### Directions:
For every entry that follows, return an identical copy.
** Data provided follows **
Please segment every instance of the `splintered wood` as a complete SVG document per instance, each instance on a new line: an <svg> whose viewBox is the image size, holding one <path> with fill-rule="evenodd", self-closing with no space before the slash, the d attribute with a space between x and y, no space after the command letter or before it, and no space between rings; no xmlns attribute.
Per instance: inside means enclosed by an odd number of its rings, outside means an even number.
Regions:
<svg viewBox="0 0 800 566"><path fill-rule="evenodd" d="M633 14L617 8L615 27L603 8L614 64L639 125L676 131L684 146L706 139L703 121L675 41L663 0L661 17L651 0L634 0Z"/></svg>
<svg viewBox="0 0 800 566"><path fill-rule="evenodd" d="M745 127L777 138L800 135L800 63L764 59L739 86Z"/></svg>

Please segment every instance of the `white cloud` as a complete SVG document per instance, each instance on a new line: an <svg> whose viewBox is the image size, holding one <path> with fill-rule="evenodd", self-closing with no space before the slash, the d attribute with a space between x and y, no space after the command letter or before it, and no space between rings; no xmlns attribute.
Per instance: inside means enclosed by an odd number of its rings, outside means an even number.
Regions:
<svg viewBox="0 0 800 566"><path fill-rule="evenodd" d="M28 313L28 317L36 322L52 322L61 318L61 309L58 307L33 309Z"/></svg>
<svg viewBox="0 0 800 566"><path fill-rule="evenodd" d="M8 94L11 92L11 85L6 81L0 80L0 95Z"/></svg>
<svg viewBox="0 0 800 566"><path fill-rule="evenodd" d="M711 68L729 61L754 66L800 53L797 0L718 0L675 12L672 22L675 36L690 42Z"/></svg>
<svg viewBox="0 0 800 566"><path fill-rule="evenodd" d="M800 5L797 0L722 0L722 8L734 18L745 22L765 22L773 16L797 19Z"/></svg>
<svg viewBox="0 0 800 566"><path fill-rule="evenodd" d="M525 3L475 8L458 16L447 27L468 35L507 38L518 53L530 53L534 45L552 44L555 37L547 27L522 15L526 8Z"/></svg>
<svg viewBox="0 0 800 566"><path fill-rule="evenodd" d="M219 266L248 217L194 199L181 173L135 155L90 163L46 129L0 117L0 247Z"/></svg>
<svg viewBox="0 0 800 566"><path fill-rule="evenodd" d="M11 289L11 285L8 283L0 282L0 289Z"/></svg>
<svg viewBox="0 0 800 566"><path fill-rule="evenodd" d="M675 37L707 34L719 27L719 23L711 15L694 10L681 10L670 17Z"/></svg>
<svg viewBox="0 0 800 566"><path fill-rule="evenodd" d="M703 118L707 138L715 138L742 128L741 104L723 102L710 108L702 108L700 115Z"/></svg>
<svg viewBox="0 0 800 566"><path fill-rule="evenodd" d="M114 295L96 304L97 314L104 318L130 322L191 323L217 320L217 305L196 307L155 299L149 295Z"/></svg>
** End of Data provided **
### Exercise solution:
Please segment every instance of the `splintered wood` as a complete SVG document per instance, each instance on a new line: an <svg> whose viewBox is the image size, holding one <path> with fill-rule="evenodd", self-closing with no space before the slash, the d attribute with a space between x and y, no space after the command letter or before it, and no space between rings; no xmlns attribute.
Per instance: inside means enclosed by an odd number of its rings, outside means an even number.
Regions:
<svg viewBox="0 0 800 566"><path fill-rule="evenodd" d="M633 14L617 8L615 27L603 8L614 64L639 125L676 131L684 146L706 139L703 121L675 41L663 0L661 17L651 0L634 0Z"/></svg>
<svg viewBox="0 0 800 566"><path fill-rule="evenodd" d="M745 127L777 138L800 135L800 63L764 59L739 86Z"/></svg>

Please segment every instance of the `white cloud` as a complete SVG document per instance, each instance on a new line: an <svg> whose viewBox is the image size, holding one <path> with fill-rule="evenodd", self-closing with no space before the slash, the d attribute with a space between x and y, no space after the command letter or before it, and no space between rings; no xmlns attribute.
Per instance: inside means enclosed by an odd number of its rings, outside means an even number.
Regions:
<svg viewBox="0 0 800 566"><path fill-rule="evenodd" d="M28 313L28 317L36 322L52 322L61 318L61 309L58 307L33 309Z"/></svg>
<svg viewBox="0 0 800 566"><path fill-rule="evenodd" d="M8 94L11 92L11 85L6 81L0 80L0 95Z"/></svg>
<svg viewBox="0 0 800 566"><path fill-rule="evenodd" d="M711 68L729 61L754 66L800 53L797 0L718 0L675 12L672 22L675 36L690 42Z"/></svg>
<svg viewBox="0 0 800 566"><path fill-rule="evenodd" d="M800 5L797 0L722 0L722 8L734 18L745 22L765 22L773 16L797 19Z"/></svg>
<svg viewBox="0 0 800 566"><path fill-rule="evenodd" d="M525 3L475 8L458 16L447 27L468 35L507 38L518 53L530 53L534 45L552 44L555 37L547 27L522 15L526 8Z"/></svg>
<svg viewBox="0 0 800 566"><path fill-rule="evenodd" d="M219 266L248 217L194 199L181 173L135 155L90 163L46 129L0 117L0 247Z"/></svg>
<svg viewBox="0 0 800 566"><path fill-rule="evenodd" d="M11 289L11 285L8 283L0 282L0 289Z"/></svg>
<svg viewBox="0 0 800 566"><path fill-rule="evenodd" d="M675 37L707 34L719 27L719 23L711 15L694 10L681 10L670 17Z"/></svg>
<svg viewBox="0 0 800 566"><path fill-rule="evenodd" d="M703 118L707 138L715 138L742 128L741 104L723 102L710 108L702 108L700 115Z"/></svg>
<svg viewBox="0 0 800 566"><path fill-rule="evenodd" d="M114 295L96 304L97 314L104 318L130 322L191 323L217 320L217 305L196 307L155 299L149 295Z"/></svg>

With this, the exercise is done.